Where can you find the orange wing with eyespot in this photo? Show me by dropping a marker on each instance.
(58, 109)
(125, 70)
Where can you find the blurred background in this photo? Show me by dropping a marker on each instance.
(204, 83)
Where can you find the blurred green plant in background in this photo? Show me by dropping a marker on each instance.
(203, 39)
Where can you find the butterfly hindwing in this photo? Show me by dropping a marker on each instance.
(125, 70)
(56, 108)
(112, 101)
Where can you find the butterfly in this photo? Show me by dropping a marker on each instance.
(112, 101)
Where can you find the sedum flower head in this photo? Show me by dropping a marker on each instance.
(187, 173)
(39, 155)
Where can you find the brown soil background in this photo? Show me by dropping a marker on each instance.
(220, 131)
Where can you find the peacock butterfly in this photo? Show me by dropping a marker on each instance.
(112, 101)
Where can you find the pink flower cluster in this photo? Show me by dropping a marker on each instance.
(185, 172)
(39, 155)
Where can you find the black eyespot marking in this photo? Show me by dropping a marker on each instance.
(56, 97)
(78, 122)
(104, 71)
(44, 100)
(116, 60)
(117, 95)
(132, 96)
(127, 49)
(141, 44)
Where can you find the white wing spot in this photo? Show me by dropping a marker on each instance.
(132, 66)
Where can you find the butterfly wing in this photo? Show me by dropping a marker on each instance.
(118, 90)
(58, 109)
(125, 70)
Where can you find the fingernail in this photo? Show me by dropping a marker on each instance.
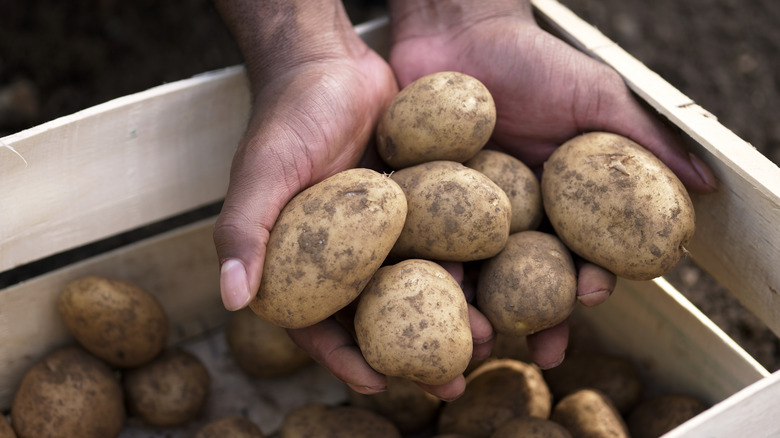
(234, 285)
(703, 171)
(594, 298)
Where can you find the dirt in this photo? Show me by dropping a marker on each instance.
(59, 57)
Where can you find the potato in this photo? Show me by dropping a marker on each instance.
(326, 244)
(531, 427)
(441, 116)
(323, 421)
(496, 392)
(412, 321)
(404, 403)
(455, 213)
(662, 413)
(115, 320)
(531, 285)
(518, 182)
(616, 205)
(69, 393)
(230, 427)
(169, 391)
(617, 377)
(589, 413)
(262, 349)
(5, 428)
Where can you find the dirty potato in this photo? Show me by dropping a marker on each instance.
(115, 320)
(412, 321)
(326, 244)
(616, 205)
(441, 116)
(455, 213)
(169, 391)
(615, 376)
(589, 413)
(496, 391)
(404, 403)
(69, 393)
(518, 182)
(531, 285)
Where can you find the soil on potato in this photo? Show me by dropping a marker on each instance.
(60, 57)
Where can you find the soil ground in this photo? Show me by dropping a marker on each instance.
(59, 57)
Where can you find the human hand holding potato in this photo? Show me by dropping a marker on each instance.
(545, 93)
(317, 94)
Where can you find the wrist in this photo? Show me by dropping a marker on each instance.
(412, 18)
(277, 36)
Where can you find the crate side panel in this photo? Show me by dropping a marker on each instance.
(737, 240)
(180, 268)
(673, 343)
(119, 165)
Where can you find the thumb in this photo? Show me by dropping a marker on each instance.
(262, 181)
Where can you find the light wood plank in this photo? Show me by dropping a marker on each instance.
(737, 239)
(677, 347)
(752, 412)
(119, 165)
(179, 267)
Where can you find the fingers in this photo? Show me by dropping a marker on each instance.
(259, 188)
(333, 347)
(618, 110)
(448, 391)
(548, 347)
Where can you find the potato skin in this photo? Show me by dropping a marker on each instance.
(441, 116)
(658, 415)
(169, 391)
(531, 285)
(455, 213)
(496, 391)
(323, 421)
(326, 244)
(262, 349)
(616, 205)
(617, 377)
(230, 427)
(412, 321)
(404, 403)
(69, 393)
(518, 182)
(589, 413)
(115, 320)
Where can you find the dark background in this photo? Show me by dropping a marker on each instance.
(58, 57)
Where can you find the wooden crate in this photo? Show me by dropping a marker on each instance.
(143, 158)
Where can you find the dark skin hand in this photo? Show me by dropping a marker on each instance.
(318, 92)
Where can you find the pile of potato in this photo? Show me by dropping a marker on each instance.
(119, 367)
(375, 241)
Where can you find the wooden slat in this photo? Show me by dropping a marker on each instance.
(676, 346)
(737, 239)
(752, 412)
(119, 165)
(180, 268)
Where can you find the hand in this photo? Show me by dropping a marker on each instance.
(316, 101)
(545, 92)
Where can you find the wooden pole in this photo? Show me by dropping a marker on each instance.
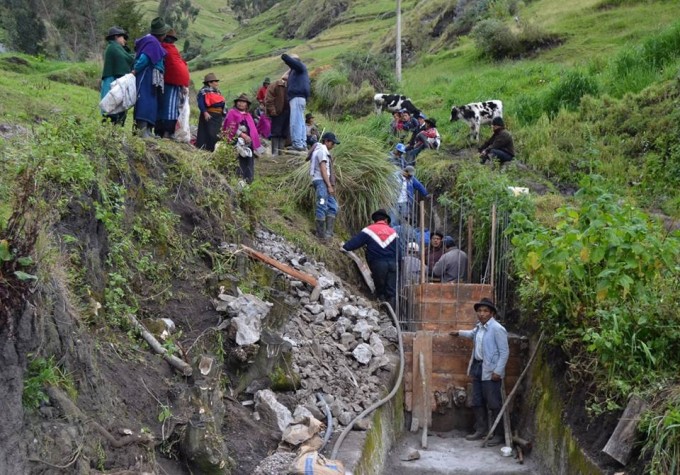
(514, 390)
(493, 246)
(398, 45)
(426, 400)
(422, 241)
(470, 224)
(177, 363)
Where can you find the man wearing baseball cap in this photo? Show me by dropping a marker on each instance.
(490, 352)
(323, 179)
(381, 254)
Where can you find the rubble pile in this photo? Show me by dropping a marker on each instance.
(343, 348)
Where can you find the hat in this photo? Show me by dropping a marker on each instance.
(209, 77)
(380, 215)
(330, 136)
(116, 31)
(158, 26)
(243, 97)
(486, 303)
(171, 34)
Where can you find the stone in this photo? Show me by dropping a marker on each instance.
(363, 353)
(271, 409)
(363, 329)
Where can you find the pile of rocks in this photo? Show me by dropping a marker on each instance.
(343, 347)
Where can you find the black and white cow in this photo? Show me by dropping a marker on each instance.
(477, 114)
(393, 103)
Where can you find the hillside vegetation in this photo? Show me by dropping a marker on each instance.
(90, 215)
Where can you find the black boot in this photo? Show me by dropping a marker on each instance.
(321, 229)
(499, 434)
(481, 424)
(330, 224)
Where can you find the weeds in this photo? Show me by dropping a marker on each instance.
(44, 372)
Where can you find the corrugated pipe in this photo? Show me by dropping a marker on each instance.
(376, 405)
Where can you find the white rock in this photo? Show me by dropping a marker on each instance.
(363, 353)
(267, 406)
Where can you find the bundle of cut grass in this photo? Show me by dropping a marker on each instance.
(366, 181)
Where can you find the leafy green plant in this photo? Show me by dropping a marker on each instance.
(44, 372)
(605, 281)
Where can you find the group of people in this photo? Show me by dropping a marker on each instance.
(423, 135)
(161, 76)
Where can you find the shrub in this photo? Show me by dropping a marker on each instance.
(366, 181)
(568, 91)
(494, 39)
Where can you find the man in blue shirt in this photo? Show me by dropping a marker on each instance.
(490, 352)
(299, 90)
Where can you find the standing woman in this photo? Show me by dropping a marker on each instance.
(117, 63)
(176, 87)
(240, 126)
(211, 113)
(149, 69)
(276, 107)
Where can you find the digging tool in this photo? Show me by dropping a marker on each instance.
(514, 390)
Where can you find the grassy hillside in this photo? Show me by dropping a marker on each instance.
(596, 120)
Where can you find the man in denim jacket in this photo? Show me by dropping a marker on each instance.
(490, 352)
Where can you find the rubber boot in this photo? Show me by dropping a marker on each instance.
(142, 129)
(330, 224)
(321, 229)
(499, 434)
(481, 424)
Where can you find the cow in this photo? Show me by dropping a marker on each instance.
(394, 103)
(477, 114)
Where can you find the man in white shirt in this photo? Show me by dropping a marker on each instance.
(323, 179)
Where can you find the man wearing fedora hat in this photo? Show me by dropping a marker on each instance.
(427, 137)
(490, 352)
(499, 146)
(117, 63)
(381, 254)
(211, 104)
(149, 70)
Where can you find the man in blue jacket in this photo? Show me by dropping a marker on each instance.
(299, 90)
(406, 199)
(381, 254)
(490, 352)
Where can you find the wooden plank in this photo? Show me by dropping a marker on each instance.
(311, 280)
(420, 407)
(620, 444)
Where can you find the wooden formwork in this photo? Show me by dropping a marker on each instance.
(437, 310)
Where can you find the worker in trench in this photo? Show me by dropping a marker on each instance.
(490, 352)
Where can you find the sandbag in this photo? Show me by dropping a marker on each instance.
(183, 132)
(313, 463)
(121, 97)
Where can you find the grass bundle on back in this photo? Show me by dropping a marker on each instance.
(366, 181)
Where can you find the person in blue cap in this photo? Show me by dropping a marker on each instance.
(397, 156)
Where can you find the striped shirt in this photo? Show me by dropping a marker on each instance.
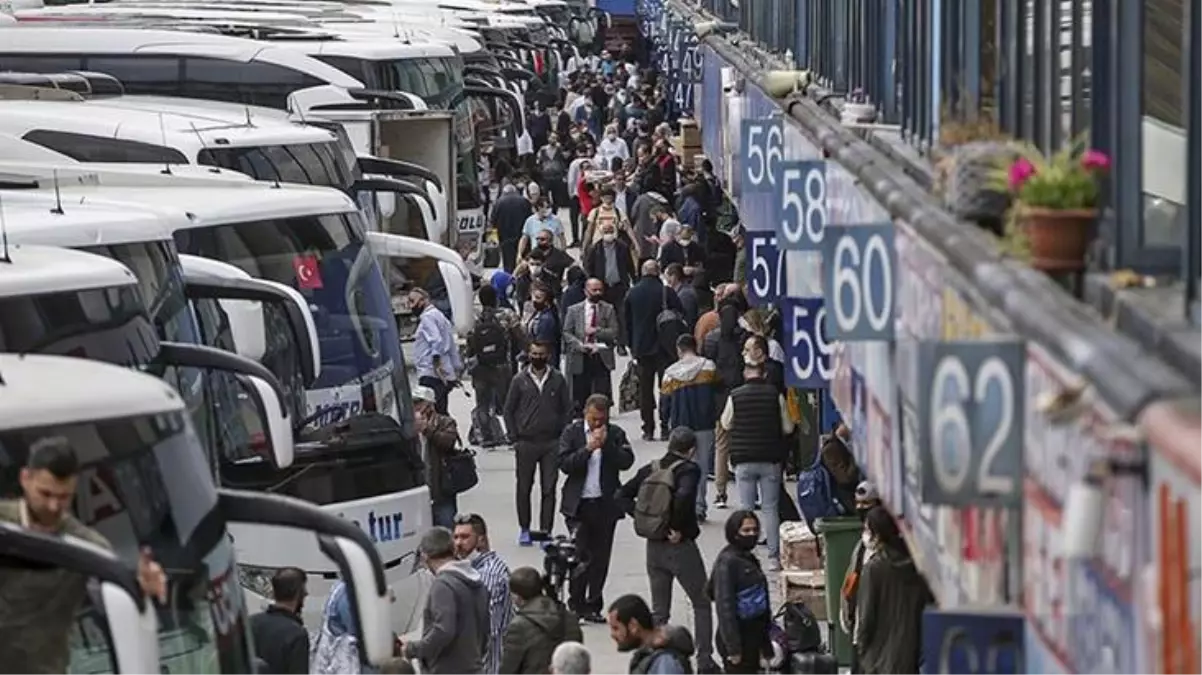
(495, 575)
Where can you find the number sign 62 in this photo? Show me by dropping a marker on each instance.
(971, 423)
(858, 263)
(763, 145)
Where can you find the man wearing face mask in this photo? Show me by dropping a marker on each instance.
(590, 334)
(531, 270)
(757, 422)
(612, 147)
(867, 497)
(612, 262)
(593, 453)
(471, 544)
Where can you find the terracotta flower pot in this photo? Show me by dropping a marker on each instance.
(1058, 238)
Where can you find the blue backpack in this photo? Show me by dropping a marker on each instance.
(815, 494)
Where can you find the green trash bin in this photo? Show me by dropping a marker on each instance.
(839, 536)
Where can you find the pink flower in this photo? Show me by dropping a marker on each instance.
(1019, 172)
(1095, 160)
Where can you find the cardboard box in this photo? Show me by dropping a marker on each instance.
(690, 132)
(805, 586)
(798, 548)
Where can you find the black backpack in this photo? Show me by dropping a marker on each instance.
(489, 341)
(803, 633)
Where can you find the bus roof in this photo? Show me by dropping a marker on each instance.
(125, 41)
(31, 216)
(41, 390)
(34, 270)
(137, 121)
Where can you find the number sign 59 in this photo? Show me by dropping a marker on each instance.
(807, 350)
(763, 145)
(970, 418)
(858, 263)
(802, 207)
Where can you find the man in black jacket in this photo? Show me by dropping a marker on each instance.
(280, 638)
(593, 453)
(644, 304)
(677, 556)
(536, 410)
(756, 422)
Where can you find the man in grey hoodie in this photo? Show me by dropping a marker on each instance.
(454, 623)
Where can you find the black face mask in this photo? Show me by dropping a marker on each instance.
(747, 542)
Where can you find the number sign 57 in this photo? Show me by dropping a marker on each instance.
(858, 263)
(763, 145)
(970, 418)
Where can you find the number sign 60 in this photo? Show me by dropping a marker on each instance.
(763, 144)
(973, 423)
(858, 262)
(802, 217)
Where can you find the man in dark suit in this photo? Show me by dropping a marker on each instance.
(593, 453)
(611, 261)
(646, 305)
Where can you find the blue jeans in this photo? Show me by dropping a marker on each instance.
(704, 459)
(765, 478)
(444, 512)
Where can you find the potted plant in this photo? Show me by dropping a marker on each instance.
(1055, 203)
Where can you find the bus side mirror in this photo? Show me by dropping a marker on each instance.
(265, 390)
(131, 622)
(343, 542)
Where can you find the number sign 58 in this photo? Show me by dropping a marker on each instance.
(858, 263)
(807, 350)
(802, 215)
(971, 423)
(763, 145)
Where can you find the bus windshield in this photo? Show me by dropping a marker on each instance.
(313, 163)
(327, 260)
(143, 484)
(439, 82)
(107, 324)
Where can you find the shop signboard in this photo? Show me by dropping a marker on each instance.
(1081, 611)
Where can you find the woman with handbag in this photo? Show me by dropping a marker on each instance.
(441, 453)
(742, 604)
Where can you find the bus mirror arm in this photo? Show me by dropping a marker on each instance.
(357, 559)
(132, 622)
(397, 168)
(301, 322)
(392, 185)
(212, 358)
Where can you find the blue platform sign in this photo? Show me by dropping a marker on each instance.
(762, 143)
(973, 643)
(971, 410)
(858, 280)
(807, 350)
(766, 269)
(801, 205)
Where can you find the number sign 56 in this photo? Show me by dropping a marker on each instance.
(858, 263)
(970, 418)
(763, 145)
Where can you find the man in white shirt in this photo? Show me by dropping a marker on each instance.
(593, 453)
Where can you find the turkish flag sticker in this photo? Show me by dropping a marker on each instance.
(308, 275)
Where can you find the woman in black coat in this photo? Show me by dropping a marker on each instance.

◆ ◆ ◆ ◆ ◆

-- Task description --
Begin with the line that contains "Where can you find the potted" and end with the last line of the records; set down every line in that span exactly, and nothing else.

-- Full solution --
Where can you find the potted plant in this photo? Show me by dropping a marker on each instance.
(1055, 203)
Where can you find the bus side mirror in this photo? Show me by dropping a marker on each instance.
(265, 390)
(131, 622)
(343, 542)
Where can you find the number sign 58 in this photo? Show me by dropping a marker on each instance.
(858, 263)
(807, 350)
(802, 215)
(971, 423)
(763, 145)
Where can you find the bus windshield in this photo? Show me by dropping a marker on each instance.
(313, 163)
(327, 260)
(143, 484)
(439, 82)
(107, 324)
Where can you find the shop signboard in this photo? Show me by dropping a marker on each instance.
(1081, 611)
Where can you find the woman with handbag in this photo? Show me by dropping a marker on each instance.
(441, 453)
(742, 604)
Where can you find the bus mirror arm in this photo? Show me by dropping a marker on each instance.
(357, 559)
(132, 622)
(397, 168)
(301, 322)
(392, 185)
(212, 358)
Where can you find the blue platform sign in this photo? Show me by dropping a marker on each instance.
(762, 143)
(973, 643)
(971, 410)
(858, 280)
(807, 350)
(766, 269)
(801, 205)
Where can you find the number sign 56 in this photo? Show me by dropping a marker on each instance.
(858, 263)
(970, 418)
(763, 145)
Where can you find the man in white shirt in this photo? Show me by dropping a marker on each instance.
(593, 453)
Where can you find the turkish flag sticker in this photo? Show me by dropping a marker on each instance.
(308, 275)
Where can you find the woman in black coat in this photo? Show me by dropping a marker on each instance.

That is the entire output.